◆ Activity: Copy out each line of the data that holds the word "windmill".

◆ Natural-language object grounding data:
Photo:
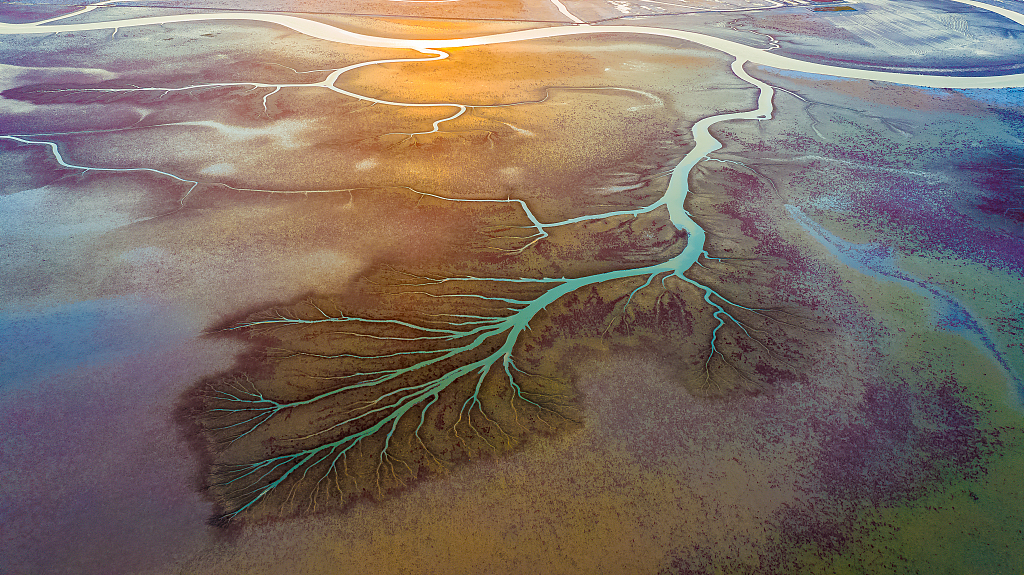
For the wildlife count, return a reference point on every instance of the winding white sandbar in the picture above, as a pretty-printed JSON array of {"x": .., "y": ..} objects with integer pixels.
[{"x": 755, "y": 55}]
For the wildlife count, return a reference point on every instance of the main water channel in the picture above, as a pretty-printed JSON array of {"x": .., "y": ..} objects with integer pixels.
[{"x": 508, "y": 328}]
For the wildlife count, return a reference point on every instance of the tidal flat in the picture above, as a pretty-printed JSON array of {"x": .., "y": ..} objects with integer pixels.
[{"x": 603, "y": 302}]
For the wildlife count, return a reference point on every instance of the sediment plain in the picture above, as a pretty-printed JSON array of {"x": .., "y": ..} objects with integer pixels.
[{"x": 198, "y": 227}]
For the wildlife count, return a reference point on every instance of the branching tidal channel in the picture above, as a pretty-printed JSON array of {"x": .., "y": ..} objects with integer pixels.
[{"x": 345, "y": 402}]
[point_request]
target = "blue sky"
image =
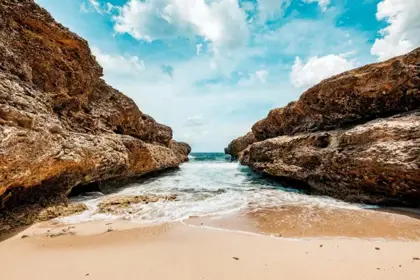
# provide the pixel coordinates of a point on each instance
(212, 68)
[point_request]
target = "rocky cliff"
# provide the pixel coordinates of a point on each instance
(355, 136)
(61, 125)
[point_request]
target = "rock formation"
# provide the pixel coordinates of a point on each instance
(61, 125)
(355, 136)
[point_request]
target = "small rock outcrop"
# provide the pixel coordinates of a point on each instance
(240, 144)
(355, 136)
(122, 204)
(61, 125)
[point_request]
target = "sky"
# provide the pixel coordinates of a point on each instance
(211, 68)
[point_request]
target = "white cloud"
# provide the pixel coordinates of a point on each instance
(403, 31)
(259, 77)
(307, 74)
(117, 64)
(269, 9)
(83, 8)
(322, 3)
(198, 48)
(195, 121)
(222, 22)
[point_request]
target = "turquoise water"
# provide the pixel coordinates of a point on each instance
(209, 184)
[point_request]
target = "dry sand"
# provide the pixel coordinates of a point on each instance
(307, 222)
(178, 251)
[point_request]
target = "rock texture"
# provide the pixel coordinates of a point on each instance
(355, 136)
(61, 125)
(123, 204)
(240, 144)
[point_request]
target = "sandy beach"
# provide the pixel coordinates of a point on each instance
(122, 250)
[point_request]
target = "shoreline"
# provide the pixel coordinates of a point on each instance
(290, 222)
(178, 251)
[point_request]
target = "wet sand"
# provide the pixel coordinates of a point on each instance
(176, 251)
(307, 222)
(231, 247)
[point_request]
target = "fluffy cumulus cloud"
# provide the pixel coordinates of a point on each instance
(402, 33)
(322, 3)
(269, 9)
(222, 22)
(118, 64)
(316, 69)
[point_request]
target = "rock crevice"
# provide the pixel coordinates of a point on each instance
(355, 136)
(61, 125)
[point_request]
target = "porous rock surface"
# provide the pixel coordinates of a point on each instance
(61, 125)
(355, 136)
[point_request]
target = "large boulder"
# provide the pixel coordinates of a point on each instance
(61, 125)
(356, 96)
(355, 136)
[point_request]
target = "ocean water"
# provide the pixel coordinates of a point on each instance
(209, 184)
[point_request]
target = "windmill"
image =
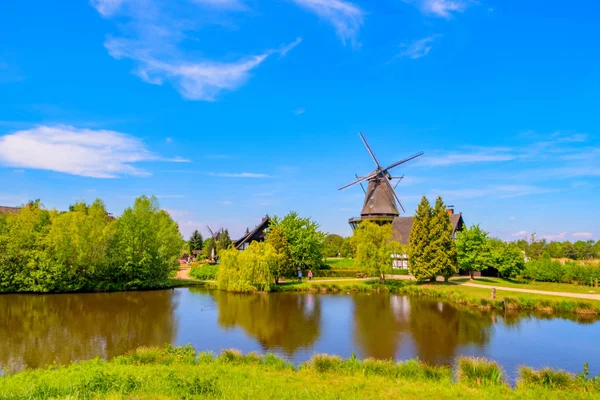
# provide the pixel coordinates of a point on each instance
(381, 201)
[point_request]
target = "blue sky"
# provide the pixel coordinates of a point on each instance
(228, 110)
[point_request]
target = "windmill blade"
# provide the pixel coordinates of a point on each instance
(366, 178)
(403, 161)
(389, 185)
(369, 149)
(361, 186)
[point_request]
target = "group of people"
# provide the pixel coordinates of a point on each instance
(300, 274)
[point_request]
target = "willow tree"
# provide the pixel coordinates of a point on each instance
(374, 248)
(443, 250)
(421, 257)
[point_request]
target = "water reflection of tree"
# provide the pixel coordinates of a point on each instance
(282, 321)
(379, 322)
(438, 328)
(39, 330)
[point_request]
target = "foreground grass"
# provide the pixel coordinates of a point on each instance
(546, 286)
(181, 373)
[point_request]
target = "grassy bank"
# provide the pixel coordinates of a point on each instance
(181, 373)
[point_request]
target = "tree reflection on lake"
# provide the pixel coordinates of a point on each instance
(284, 322)
(37, 330)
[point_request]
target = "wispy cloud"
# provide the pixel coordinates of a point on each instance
(152, 35)
(418, 48)
(298, 111)
(346, 17)
(442, 8)
(239, 175)
(84, 152)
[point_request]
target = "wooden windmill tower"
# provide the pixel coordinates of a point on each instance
(381, 201)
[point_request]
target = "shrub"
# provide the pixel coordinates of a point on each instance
(204, 272)
(479, 371)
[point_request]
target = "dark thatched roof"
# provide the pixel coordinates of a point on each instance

◆ Solution to this task:
target = "windmill"
target = "windmill blade"
target = "wooden windmill tower"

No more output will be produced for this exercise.